II. — L'analyse du morceau. - Distinguez les différentes parties du récit : a) Question posée par le roi à Zadig; b) Moyen indiqué par ce dernier pour trouver un financier probe; c) Avis donné aux candidats à l'emploi de receveur des deniers; d) Passage des candidats dans une galerie obscure, avant d'arriver au salon; e) La danse; — constatations; f) Décision du roi); En quoi consiste l'action dans ce récit? Le roi prit-il tout d'abord au sérieux la proposition de Zadig? ( Vous vous moquez.... — Rapprochez le mot de Beaumarchais : il fallait un calculateur ; ce fut un danseur qui l'obtint) ; Que fit Zadig, le roi l'ayant autorisé à tenter l'épreuve proposée? Pourquoi les candidats devaient-ils être vêtus de soie légère? Pourquoi tous, — sauf un, — dansaient-ils pesamment, avaient-ils les mains collées à leurs côtés? Que pensez-vous de la décision du roi ?

* * * * * * *

[Consigne 1]
Pour chacune des affirmations suivantes, dites si elle concorde avec l'extrait sur Zadig, en citant les mots décisifs de celui-ci : (a) l'extrait invite à rapprocher un mot de Beaumarchais ; (b) les candidats devaient être vêtus de laine épaisse ; (c) les candidats traversent une galerie éclairée avant d'arriver au salon.

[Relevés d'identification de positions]
* * * * * * *

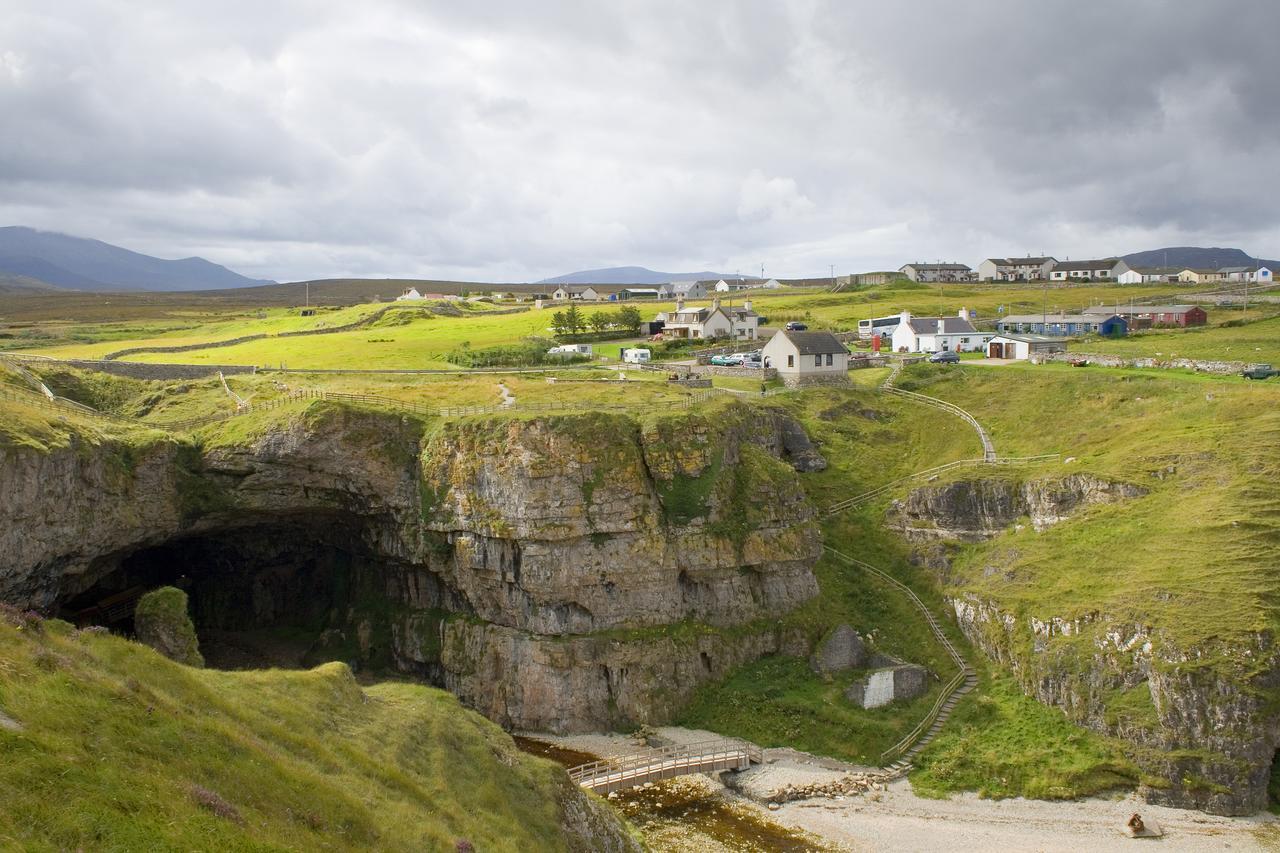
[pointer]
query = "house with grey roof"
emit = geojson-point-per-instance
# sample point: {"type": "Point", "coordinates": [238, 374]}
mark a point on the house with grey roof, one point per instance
{"type": "Point", "coordinates": [1016, 269]}
{"type": "Point", "coordinates": [937, 272]}
{"type": "Point", "coordinates": [1084, 270]}
{"type": "Point", "coordinates": [938, 334]}
{"type": "Point", "coordinates": [807, 357]}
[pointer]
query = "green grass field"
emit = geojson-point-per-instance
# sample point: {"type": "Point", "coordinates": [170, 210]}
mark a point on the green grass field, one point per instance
{"type": "Point", "coordinates": [117, 748]}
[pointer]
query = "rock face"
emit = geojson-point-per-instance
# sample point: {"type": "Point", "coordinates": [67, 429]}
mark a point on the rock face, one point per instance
{"type": "Point", "coordinates": [553, 571]}
{"type": "Point", "coordinates": [981, 509]}
{"type": "Point", "coordinates": [1203, 734]}
{"type": "Point", "coordinates": [890, 684]}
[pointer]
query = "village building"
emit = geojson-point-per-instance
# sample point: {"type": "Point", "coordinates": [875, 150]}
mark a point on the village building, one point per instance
{"type": "Point", "coordinates": [711, 322]}
{"type": "Point", "coordinates": [1143, 316]}
{"type": "Point", "coordinates": [936, 272]}
{"type": "Point", "coordinates": [938, 334]}
{"type": "Point", "coordinates": [1086, 270]}
{"type": "Point", "coordinates": [1107, 324]}
{"type": "Point", "coordinates": [1023, 346]}
{"type": "Point", "coordinates": [1015, 269]}
{"type": "Point", "coordinates": [807, 357]}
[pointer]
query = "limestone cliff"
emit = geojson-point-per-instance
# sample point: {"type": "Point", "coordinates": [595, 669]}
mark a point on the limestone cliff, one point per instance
{"type": "Point", "coordinates": [557, 573]}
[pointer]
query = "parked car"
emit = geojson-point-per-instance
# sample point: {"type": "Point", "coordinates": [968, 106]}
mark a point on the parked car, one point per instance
{"type": "Point", "coordinates": [1260, 372]}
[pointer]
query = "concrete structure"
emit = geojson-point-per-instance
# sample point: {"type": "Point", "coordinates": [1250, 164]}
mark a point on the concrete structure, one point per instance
{"type": "Point", "coordinates": [1086, 270]}
{"type": "Point", "coordinates": [1015, 269]}
{"type": "Point", "coordinates": [1070, 325]}
{"type": "Point", "coordinates": [1142, 316]}
{"type": "Point", "coordinates": [711, 322]}
{"type": "Point", "coordinates": [936, 272]}
{"type": "Point", "coordinates": [1023, 346]}
{"type": "Point", "coordinates": [938, 334]}
{"type": "Point", "coordinates": [807, 357]}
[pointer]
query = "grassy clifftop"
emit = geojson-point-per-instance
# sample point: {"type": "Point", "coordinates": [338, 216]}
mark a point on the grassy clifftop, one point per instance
{"type": "Point", "coordinates": [105, 744]}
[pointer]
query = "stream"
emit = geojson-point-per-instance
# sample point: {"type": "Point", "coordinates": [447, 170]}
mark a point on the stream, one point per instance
{"type": "Point", "coordinates": [686, 813]}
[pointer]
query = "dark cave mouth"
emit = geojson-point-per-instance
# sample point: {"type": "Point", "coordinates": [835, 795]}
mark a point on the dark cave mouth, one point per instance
{"type": "Point", "coordinates": [289, 593]}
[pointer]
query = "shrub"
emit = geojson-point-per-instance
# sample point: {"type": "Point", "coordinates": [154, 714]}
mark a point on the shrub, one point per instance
{"type": "Point", "coordinates": [161, 621]}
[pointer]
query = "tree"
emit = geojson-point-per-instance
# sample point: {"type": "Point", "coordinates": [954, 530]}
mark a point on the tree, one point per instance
{"type": "Point", "coordinates": [629, 318]}
{"type": "Point", "coordinates": [599, 322]}
{"type": "Point", "coordinates": [574, 323]}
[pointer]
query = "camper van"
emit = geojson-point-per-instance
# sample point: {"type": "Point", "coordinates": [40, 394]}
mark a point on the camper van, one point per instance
{"type": "Point", "coordinates": [571, 350]}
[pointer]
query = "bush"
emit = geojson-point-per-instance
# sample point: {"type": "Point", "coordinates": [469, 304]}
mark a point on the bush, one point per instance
{"type": "Point", "coordinates": [161, 621]}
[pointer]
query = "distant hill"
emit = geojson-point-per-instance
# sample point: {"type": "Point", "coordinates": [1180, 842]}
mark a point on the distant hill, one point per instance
{"type": "Point", "coordinates": [81, 264]}
{"type": "Point", "coordinates": [1196, 258]}
{"type": "Point", "coordinates": [629, 276]}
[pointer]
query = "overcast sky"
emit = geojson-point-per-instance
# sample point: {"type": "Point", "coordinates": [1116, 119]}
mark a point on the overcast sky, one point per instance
{"type": "Point", "coordinates": [516, 140]}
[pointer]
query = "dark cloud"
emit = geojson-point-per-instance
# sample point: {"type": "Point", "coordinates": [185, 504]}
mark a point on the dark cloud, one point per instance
{"type": "Point", "coordinates": [512, 140]}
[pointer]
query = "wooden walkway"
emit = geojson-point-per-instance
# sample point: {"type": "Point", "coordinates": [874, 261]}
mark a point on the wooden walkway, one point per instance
{"type": "Point", "coordinates": [630, 771]}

* * * * * * *

[Consigne 2]
Filtrez les lignes ci-dessus et recopiez chacune de celles où figure la chaîne "distant".

[Corrigé détaillé 1]
(a) Oui : « Rapprochez le mot de Beaumarchais ».
(b) Non : « Pourquoi les candidats devaient-ils être vêtus de soie légère? ».
(c) Non : « Passage des candidats dans une galerie obscure, avant d'arriver au salon ».

[Corrigé détaillé 2]
query = "distant hill"
mark a point on the distant hill, one point per instance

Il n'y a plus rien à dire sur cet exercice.